- [WHAT THE TASK ASKS]: Where the line with "positive clicks: (202, 274)" appears below, start writing out lines exactly, and finish with the line with "positive clicks: (183, 203) (135, 193)", which is included; write out nothing else.
* * *
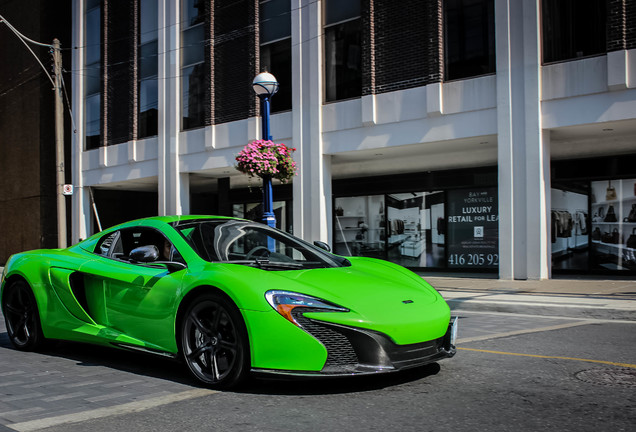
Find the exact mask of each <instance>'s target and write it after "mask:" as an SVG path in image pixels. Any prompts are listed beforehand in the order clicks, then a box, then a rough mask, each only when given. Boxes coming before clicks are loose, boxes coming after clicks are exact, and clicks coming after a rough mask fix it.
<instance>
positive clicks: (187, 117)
mask: <svg viewBox="0 0 636 432" xmlns="http://www.w3.org/2000/svg"><path fill="white" fill-rule="evenodd" d="M204 71H205V68H204V66H203V64H198V65H196V66H191V67H188V68H184V69H182V78H181V86H182V90H181V91H182V94H183V100H182V105H183V124H182V128H183V129H184V130H185V129H191V128H195V127H200V126H203V125H204V115H205V108H204V101H205V73H204Z"/></svg>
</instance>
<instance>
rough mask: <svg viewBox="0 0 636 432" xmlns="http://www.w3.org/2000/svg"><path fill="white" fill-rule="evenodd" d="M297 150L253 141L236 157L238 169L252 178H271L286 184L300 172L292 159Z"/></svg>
mask: <svg viewBox="0 0 636 432" xmlns="http://www.w3.org/2000/svg"><path fill="white" fill-rule="evenodd" d="M294 151H296V149H295V148H290V147H287V146H286V145H285V144H275V143H273V142H272V141H269V140H257V141H252V142H251V143H250V144H248V145H246V146H245V147H244V148H243V150H241V151H240V152H239V154H238V155H236V162H238V164H237V165H236V169H237V170H239V171H240V172H242V173H244V174H247V175H248V176H250V177H254V176H258V177H261V178H263V177H267V176H269V177H271V178H275V179H278V180H280V181H281V182H283V183H285V182H287V181H289V180H291V179H292V177H293V176H294V175H295V174H296V172H297V171H298V168H297V167H296V162H294V160H293V159H292V152H294Z"/></svg>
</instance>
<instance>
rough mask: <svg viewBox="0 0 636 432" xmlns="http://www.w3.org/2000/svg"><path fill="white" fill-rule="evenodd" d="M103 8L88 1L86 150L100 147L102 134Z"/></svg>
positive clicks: (85, 27)
mask: <svg viewBox="0 0 636 432" xmlns="http://www.w3.org/2000/svg"><path fill="white" fill-rule="evenodd" d="M101 27H102V26H101V7H100V1H99V0H87V1H86V17H85V20H84V34H85V35H86V42H85V46H84V59H85V62H84V70H85V74H84V86H85V93H84V118H85V122H86V124H85V130H86V134H85V138H86V141H85V148H86V150H91V149H95V148H97V147H99V142H100V133H101V119H102V115H101V101H102V98H101V90H102V64H101V62H102V44H101V35H102V32H101Z"/></svg>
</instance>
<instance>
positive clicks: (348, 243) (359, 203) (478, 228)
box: [334, 187, 499, 270]
mask: <svg viewBox="0 0 636 432" xmlns="http://www.w3.org/2000/svg"><path fill="white" fill-rule="evenodd" d="M334 209H335V210H334V212H335V215H334V252H335V253H336V254H340V255H345V256H368V257H376V258H381V259H386V260H389V261H391V262H394V263H396V264H400V265H403V266H405V267H410V268H424V267H426V268H435V269H444V268H454V269H471V270H482V269H484V270H489V269H493V270H496V269H497V267H498V265H499V251H498V248H499V222H498V221H499V216H498V200H497V188H494V187H491V188H473V189H456V190H449V191H428V192H406V193H390V194H386V195H364V196H354V197H343V198H336V199H335V201H334Z"/></svg>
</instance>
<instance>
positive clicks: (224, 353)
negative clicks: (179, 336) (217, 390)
mask: <svg viewBox="0 0 636 432" xmlns="http://www.w3.org/2000/svg"><path fill="white" fill-rule="evenodd" d="M180 345H181V346H180V348H181V355H182V358H183V360H184V361H185V363H186V364H187V365H188V368H189V369H190V372H191V373H192V375H194V377H195V378H197V379H198V380H199V381H201V382H203V383H205V384H207V385H208V386H210V387H214V388H228V387H231V386H233V385H236V384H238V383H239V382H240V381H242V380H243V378H245V376H246V375H247V373H248V371H249V349H248V344H247V331H246V329H245V323H244V322H243V317H242V316H241V313H240V312H239V310H238V309H237V308H236V306H235V305H234V304H233V303H232V302H231V301H229V300H227V299H226V298H224V297H222V296H221V295H218V294H215V293H209V294H205V295H202V296H200V297H198V298H197V299H195V301H194V302H192V304H191V305H190V306H189V307H188V309H187V310H186V312H185V314H184V316H183V320H182V321H181V339H180Z"/></svg>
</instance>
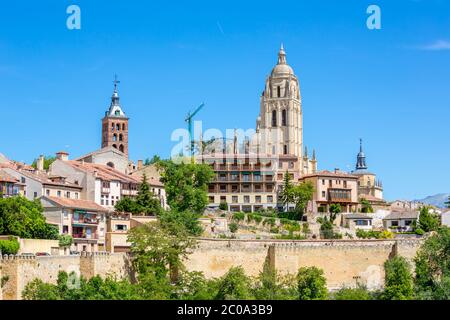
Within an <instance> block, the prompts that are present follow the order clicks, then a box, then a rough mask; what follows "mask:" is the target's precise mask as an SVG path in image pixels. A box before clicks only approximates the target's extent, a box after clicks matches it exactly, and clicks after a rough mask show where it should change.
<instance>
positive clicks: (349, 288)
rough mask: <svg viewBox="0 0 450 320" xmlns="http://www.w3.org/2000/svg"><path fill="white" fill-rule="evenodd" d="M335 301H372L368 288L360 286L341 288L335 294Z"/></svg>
mask: <svg viewBox="0 0 450 320" xmlns="http://www.w3.org/2000/svg"><path fill="white" fill-rule="evenodd" d="M334 299H335V300H372V296H371V294H370V292H369V291H368V290H367V288H366V287H364V286H361V285H358V286H357V287H356V288H346V287H344V288H341V289H339V290H338V291H337V292H336V293H334Z"/></svg>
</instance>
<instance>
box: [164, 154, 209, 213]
mask: <svg viewBox="0 0 450 320" xmlns="http://www.w3.org/2000/svg"><path fill="white" fill-rule="evenodd" d="M158 167H159V168H160V170H161V181H162V182H163V183H164V187H165V190H166V195H167V202H168V204H169V206H170V207H171V208H172V209H173V210H175V211H192V212H195V213H198V214H201V213H202V212H203V210H204V209H205V208H206V205H207V204H208V184H209V182H210V181H211V179H212V178H213V176H214V172H213V170H212V169H211V167H210V166H209V165H207V164H194V163H179V164H178V163H174V162H173V161H171V160H165V161H161V162H160V163H159V165H158Z"/></svg>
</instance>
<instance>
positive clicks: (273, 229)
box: [270, 227, 280, 233]
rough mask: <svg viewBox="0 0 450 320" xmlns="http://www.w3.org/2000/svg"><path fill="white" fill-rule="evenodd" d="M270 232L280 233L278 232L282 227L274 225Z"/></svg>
mask: <svg viewBox="0 0 450 320" xmlns="http://www.w3.org/2000/svg"><path fill="white" fill-rule="evenodd" d="M270 232H271V233H278V232H280V229H279V228H278V227H272V228H270Z"/></svg>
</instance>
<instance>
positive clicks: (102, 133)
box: [102, 75, 129, 157]
mask: <svg viewBox="0 0 450 320" xmlns="http://www.w3.org/2000/svg"><path fill="white" fill-rule="evenodd" d="M113 83H114V91H113V94H112V96H111V104H110V106H109V109H108V111H106V112H105V117H104V118H103V119H102V148H105V147H113V148H114V149H117V150H119V151H120V152H122V153H124V154H125V155H126V156H127V157H128V120H129V118H128V117H127V116H126V115H125V113H124V112H123V110H122V107H121V105H120V98H119V92H118V90H117V85H118V84H119V83H120V81H119V80H117V75H114V81H113Z"/></svg>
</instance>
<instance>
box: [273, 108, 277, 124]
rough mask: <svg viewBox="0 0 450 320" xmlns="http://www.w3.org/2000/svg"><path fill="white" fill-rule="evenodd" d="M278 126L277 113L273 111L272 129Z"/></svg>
mask: <svg viewBox="0 0 450 320" xmlns="http://www.w3.org/2000/svg"><path fill="white" fill-rule="evenodd" d="M276 126H277V111H276V110H273V111H272V127H276Z"/></svg>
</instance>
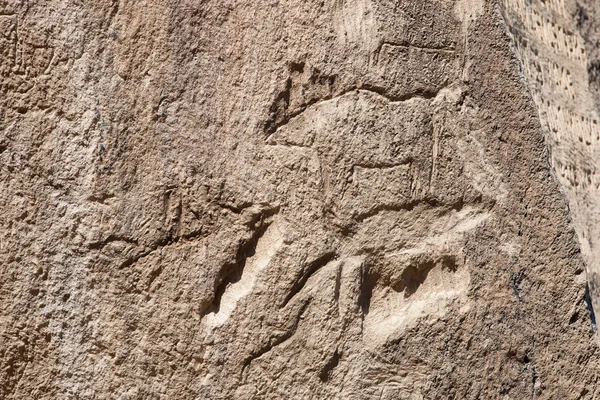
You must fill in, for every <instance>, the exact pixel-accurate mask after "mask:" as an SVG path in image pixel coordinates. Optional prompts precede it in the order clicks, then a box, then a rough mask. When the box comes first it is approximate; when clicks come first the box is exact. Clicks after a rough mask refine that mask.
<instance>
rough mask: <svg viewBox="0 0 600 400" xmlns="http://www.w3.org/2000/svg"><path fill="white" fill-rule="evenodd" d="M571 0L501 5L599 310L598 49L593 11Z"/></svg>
mask: <svg viewBox="0 0 600 400" xmlns="http://www.w3.org/2000/svg"><path fill="white" fill-rule="evenodd" d="M587 3H589V4H586V3H585V2H584V3H583V4H579V3H577V2H575V1H574V0H551V1H546V2H530V1H525V0H504V8H503V10H504V16H505V19H506V21H507V24H508V26H509V27H510V30H511V32H512V33H513V35H514V38H515V41H514V42H515V45H516V47H515V49H516V50H517V51H518V54H519V56H520V58H521V60H522V64H523V73H524V75H525V76H526V77H527V80H528V83H529V85H528V86H529V89H530V90H531V93H532V96H533V99H534V101H535V104H536V106H537V108H538V111H539V115H540V121H541V123H542V127H543V129H544V131H545V132H546V137H547V141H548V145H549V148H550V162H551V164H552V167H553V169H554V170H555V171H556V173H557V177H558V179H559V181H560V183H561V184H562V187H563V188H564V190H565V194H566V196H567V198H568V200H569V203H570V208H571V214H572V216H573V220H574V223H575V227H576V231H577V234H578V236H579V242H580V244H581V250H582V253H583V255H584V257H585V259H586V261H587V263H586V264H587V266H588V271H587V276H588V281H589V283H590V288H591V293H592V295H593V296H592V297H593V301H594V305H595V308H596V309H598V308H600V242H599V240H600V126H599V125H598V123H599V121H600V115H599V108H598V105H599V104H600V103H598V99H600V96H599V95H600V74H599V71H600V61H599V59H600V53H599V52H600V46H599V43H598V40H597V37H598V34H597V33H596V29H597V27H598V18H597V17H596V15H597V10H596V9H597V8H598V7H600V4H596V3H597V2H596V1H588V2H587Z"/></svg>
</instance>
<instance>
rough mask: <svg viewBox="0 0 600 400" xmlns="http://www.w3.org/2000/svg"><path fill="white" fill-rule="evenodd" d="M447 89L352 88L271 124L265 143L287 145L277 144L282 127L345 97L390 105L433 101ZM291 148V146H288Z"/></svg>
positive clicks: (367, 86) (302, 106)
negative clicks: (397, 91)
mask: <svg viewBox="0 0 600 400" xmlns="http://www.w3.org/2000/svg"><path fill="white" fill-rule="evenodd" d="M444 88H445V87H440V88H436V89H435V90H421V89H419V90H415V91H413V92H408V93H402V94H399V95H394V94H390V93H388V90H387V89H385V88H383V87H379V86H376V85H371V84H363V85H361V86H352V87H349V88H348V89H346V90H343V91H341V92H339V93H337V94H336V95H333V94H331V95H328V96H324V97H323V98H321V99H318V100H315V101H313V102H311V103H309V104H306V105H304V106H302V107H300V108H298V109H296V110H293V111H290V112H289V113H288V114H287V115H286V117H285V118H284V119H283V120H281V121H279V122H278V123H273V124H269V127H268V128H265V131H266V137H265V141H266V142H267V144H269V145H286V144H285V143H279V142H277V140H276V138H275V135H276V134H277V132H278V131H279V129H281V128H282V127H284V126H286V125H288V124H289V123H290V122H292V121H293V120H295V119H297V118H299V117H300V116H301V115H302V114H304V113H305V112H306V111H308V110H311V109H313V108H317V107H320V106H321V105H323V104H326V103H329V102H335V101H338V100H339V99H341V98H343V97H349V96H352V95H355V94H359V95H363V96H369V95H370V96H378V97H381V98H382V99H384V100H387V101H388V102H389V103H403V102H407V101H410V100H413V99H423V100H432V99H434V98H435V97H436V96H437V95H438V93H440V92H441V91H442V89H444ZM288 146H289V145H288ZM296 147H310V146H303V145H296Z"/></svg>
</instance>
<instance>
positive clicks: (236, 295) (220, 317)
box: [205, 222, 283, 328]
mask: <svg viewBox="0 0 600 400" xmlns="http://www.w3.org/2000/svg"><path fill="white" fill-rule="evenodd" d="M282 244H283V232H282V231H281V230H280V226H279V225H278V224H277V222H273V223H271V225H269V227H268V228H267V230H266V231H265V233H264V234H263V236H262V237H261V238H260V239H259V240H258V242H257V243H256V249H255V252H254V255H253V256H251V257H249V258H248V259H247V260H246V265H245V266H244V269H243V271H242V276H241V277H240V279H239V280H238V281H237V282H235V283H230V284H228V285H227V287H226V288H225V291H224V292H223V294H222V296H221V298H220V302H219V307H218V310H215V311H213V312H210V313H209V314H207V315H206V319H205V324H206V325H207V326H208V327H209V328H216V327H219V326H221V325H223V324H224V323H225V322H226V321H227V320H228V319H229V317H230V316H231V314H232V313H233V311H234V310H235V308H236V306H237V303H238V301H240V300H241V299H243V298H244V297H246V296H247V295H249V294H250V293H251V292H252V288H253V287H254V285H255V283H256V280H257V278H258V274H259V273H260V271H262V270H263V269H265V268H266V267H267V266H268V265H269V263H270V262H271V259H272V258H273V256H275V254H277V251H278V250H279V248H281V246H282Z"/></svg>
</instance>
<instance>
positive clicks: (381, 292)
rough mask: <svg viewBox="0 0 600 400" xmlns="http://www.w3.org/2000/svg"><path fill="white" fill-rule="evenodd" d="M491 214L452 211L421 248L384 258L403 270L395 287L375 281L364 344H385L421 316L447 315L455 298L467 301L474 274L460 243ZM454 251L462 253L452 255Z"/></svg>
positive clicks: (392, 285) (395, 283) (412, 323)
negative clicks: (462, 238) (365, 343)
mask: <svg viewBox="0 0 600 400" xmlns="http://www.w3.org/2000/svg"><path fill="white" fill-rule="evenodd" d="M490 215H491V214H490V213H489V212H488V211H486V210H483V209H480V208H478V207H464V208H463V209H462V210H460V211H453V212H451V213H449V214H447V215H446V217H443V218H440V220H439V221H437V223H436V224H434V225H433V226H432V227H431V229H430V232H429V236H428V237H427V238H425V239H424V240H422V241H421V243H420V244H419V245H417V246H414V247H409V248H406V249H403V250H402V251H400V252H395V253H391V254H387V255H386V256H385V257H386V258H388V259H389V258H396V259H397V262H398V264H399V266H401V267H402V268H404V271H403V272H402V274H401V275H400V278H399V281H398V282H396V283H394V284H391V285H386V286H382V285H381V283H380V282H371V283H370V286H369V292H370V301H369V307H368V308H367V309H366V310H363V311H366V313H365V314H366V315H365V320H364V339H365V343H367V344H369V345H377V344H382V343H384V342H385V341H386V340H387V339H388V338H389V337H390V336H391V335H393V334H395V333H397V332H399V331H402V330H404V329H406V328H408V327H410V326H412V325H414V324H415V323H416V321H417V320H419V319H420V318H423V317H426V316H433V317H435V316H442V315H444V314H445V313H446V310H447V309H448V307H449V306H450V304H451V303H452V302H453V301H454V300H456V299H460V298H463V297H464V295H465V293H466V291H467V289H468V287H469V282H470V274H469V271H468V268H467V266H465V265H459V264H460V263H461V262H459V259H460V257H458V256H457V254H458V253H460V245H459V243H460V241H461V240H463V239H462V238H463V236H464V234H465V233H466V232H469V231H472V230H473V229H475V228H476V227H478V226H479V225H481V224H482V223H484V222H485V221H486V220H487V219H488V218H489V217H490ZM450 248H452V249H458V250H457V252H456V253H454V254H452V253H448V249H450ZM419 260H420V261H419ZM377 278H378V276H375V277H374V279H377Z"/></svg>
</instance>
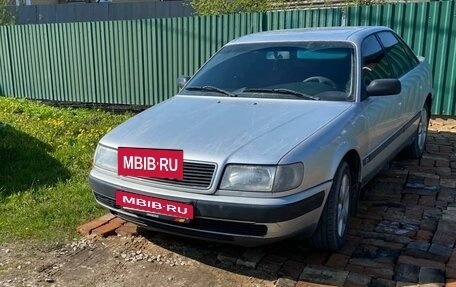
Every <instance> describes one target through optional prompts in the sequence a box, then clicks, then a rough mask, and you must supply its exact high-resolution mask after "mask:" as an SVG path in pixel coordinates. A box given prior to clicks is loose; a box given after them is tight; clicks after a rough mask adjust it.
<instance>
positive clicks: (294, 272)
mask: <svg viewBox="0 0 456 287" xmlns="http://www.w3.org/2000/svg"><path fill="white" fill-rule="evenodd" d="M304 266H305V264H304V263H302V262H297V261H293V260H287V261H285V263H284V264H283V266H282V268H281V269H280V271H279V273H278V274H279V276H280V277H285V278H290V279H293V280H297V279H298V278H299V275H300V274H301V272H302V270H303V269H304Z"/></svg>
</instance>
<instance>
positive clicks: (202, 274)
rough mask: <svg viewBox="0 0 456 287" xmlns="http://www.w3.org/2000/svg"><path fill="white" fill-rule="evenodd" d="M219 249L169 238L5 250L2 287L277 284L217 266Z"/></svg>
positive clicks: (168, 237)
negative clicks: (217, 260)
mask: <svg viewBox="0 0 456 287" xmlns="http://www.w3.org/2000/svg"><path fill="white" fill-rule="evenodd" d="M149 234H150V233H149ZM219 248H220V245H212V244H211V243H207V242H202V241H201V242H200V241H193V240H188V241H187V240H185V239H182V238H172V237H167V236H166V235H155V236H153V238H152V239H151V238H149V239H146V238H145V237H143V236H137V237H131V236H124V237H121V236H111V237H108V238H83V239H80V240H78V241H74V242H72V243H71V244H67V245H66V246H64V247H62V248H59V249H57V250H52V251H46V250H40V249H39V248H38V247H36V246H35V247H34V246H27V245H25V244H14V245H12V246H2V247H1V249H0V286H2V287H10V286H49V287H51V286H100V287H101V286H110V287H115V286H132V285H134V286H208V287H209V286H210V287H217V286H252V287H254V286H274V280H275V278H271V276H268V275H267V274H265V273H262V272H260V271H257V270H254V269H245V270H242V269H240V268H239V267H236V268H235V269H234V267H232V266H227V265H224V264H222V263H220V262H217V260H216V258H217V256H216V253H217V250H218V249H219ZM268 277H269V278H268Z"/></svg>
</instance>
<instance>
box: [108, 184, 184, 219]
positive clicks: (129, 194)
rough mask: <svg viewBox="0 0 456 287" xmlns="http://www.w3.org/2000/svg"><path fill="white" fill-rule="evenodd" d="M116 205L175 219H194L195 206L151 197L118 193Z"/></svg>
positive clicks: (183, 203) (135, 193)
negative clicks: (144, 211) (165, 215)
mask: <svg viewBox="0 0 456 287" xmlns="http://www.w3.org/2000/svg"><path fill="white" fill-rule="evenodd" d="M116 204H117V205H119V206H122V207H126V208H133V209H136V210H141V211H146V212H151V213H154V214H162V215H166V216H171V217H175V218H184V219H193V205H191V204H188V203H182V202H176V201H171V200H166V199H161V198H155V197H151V196H146V195H141V194H136V193H131V192H126V191H122V190H117V191H116Z"/></svg>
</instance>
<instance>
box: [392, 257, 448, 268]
mask: <svg viewBox="0 0 456 287" xmlns="http://www.w3.org/2000/svg"><path fill="white" fill-rule="evenodd" d="M398 263H400V264H409V265H415V266H419V267H429V268H436V269H440V270H445V264H443V263H441V262H437V261H432V260H428V259H423V258H415V257H411V256H407V255H401V256H399V259H398Z"/></svg>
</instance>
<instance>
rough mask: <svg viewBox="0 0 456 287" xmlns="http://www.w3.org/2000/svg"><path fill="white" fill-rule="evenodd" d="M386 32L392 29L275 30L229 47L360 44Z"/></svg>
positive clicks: (373, 26)
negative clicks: (364, 39) (312, 44)
mask: <svg viewBox="0 0 456 287" xmlns="http://www.w3.org/2000/svg"><path fill="white" fill-rule="evenodd" d="M384 30H387V31H391V29H390V28H388V27H384V26H357V27H355V26H350V27H320V28H300V29H285V30H274V31H267V32H259V33H253V34H249V35H246V36H242V37H240V38H238V39H235V40H233V41H231V42H229V43H228V45H236V44H248V43H264V42H294V41H347V42H352V43H360V42H361V41H362V40H363V39H364V38H365V37H367V36H368V35H370V34H372V33H375V32H378V31H384Z"/></svg>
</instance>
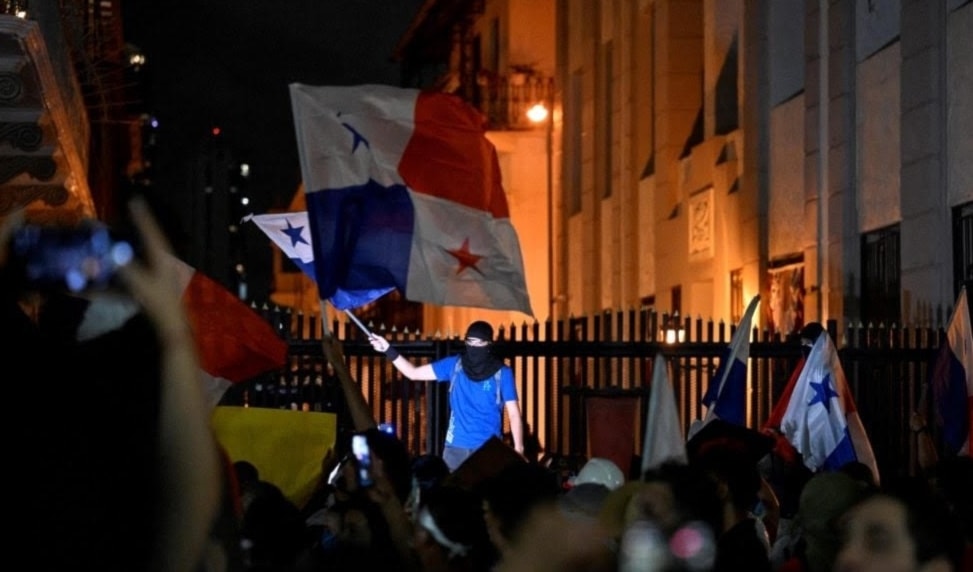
* * *
- [EXPECTED ANSWER]:
positive clicks: (202, 274)
rough mask: <svg viewBox="0 0 456 287" xmlns="http://www.w3.org/2000/svg"><path fill="white" fill-rule="evenodd" d="M219 249L169 238L5 250L2 287L277 284L217 266Z"/></svg>
positive clicks: (168, 237)
negative clicks: (217, 260)
mask: <svg viewBox="0 0 456 287" xmlns="http://www.w3.org/2000/svg"><path fill="white" fill-rule="evenodd" d="M149 234H150V233H149ZM219 248H220V245H212V244H211V243H207V242H202V241H201V242H200V241H193V240H188V241H187V240H185V239H182V238H172V237H167V236H166V235H155V236H153V238H152V239H151V238H149V239H146V238H145V237H143V236H137V237H131V236H124V237H121V236H111V237H108V238H83V239H80V240H78V241H74V242H72V243H71V244H67V245H66V246H64V247H62V248H59V249H57V250H52V251H46V250H40V249H39V248H38V247H36V246H35V247H34V246H27V245H25V244H14V245H12V246H2V247H1V249H0V286H2V287H10V286H49V287H51V286H100V287H101V286H110V287H115V286H132V285H134V286H208V287H209V286H210V287H217V286H252V287H254V286H274V280H275V278H271V276H268V275H267V274H265V273H262V272H260V271H257V270H254V269H245V270H242V269H240V268H239V267H236V268H235V269H234V267H232V266H227V265H224V264H222V263H220V262H217V260H216V258H217V256H216V253H217V250H218V249H219ZM268 277H269V278H268Z"/></svg>
</instance>
<instance>
box: [108, 184, 184, 219]
positive clicks: (129, 194)
rough mask: <svg viewBox="0 0 456 287" xmlns="http://www.w3.org/2000/svg"><path fill="white" fill-rule="evenodd" d="M116 205L175 219H194L195 206L151 197L118 193Z"/></svg>
positive clicks: (183, 203) (135, 193)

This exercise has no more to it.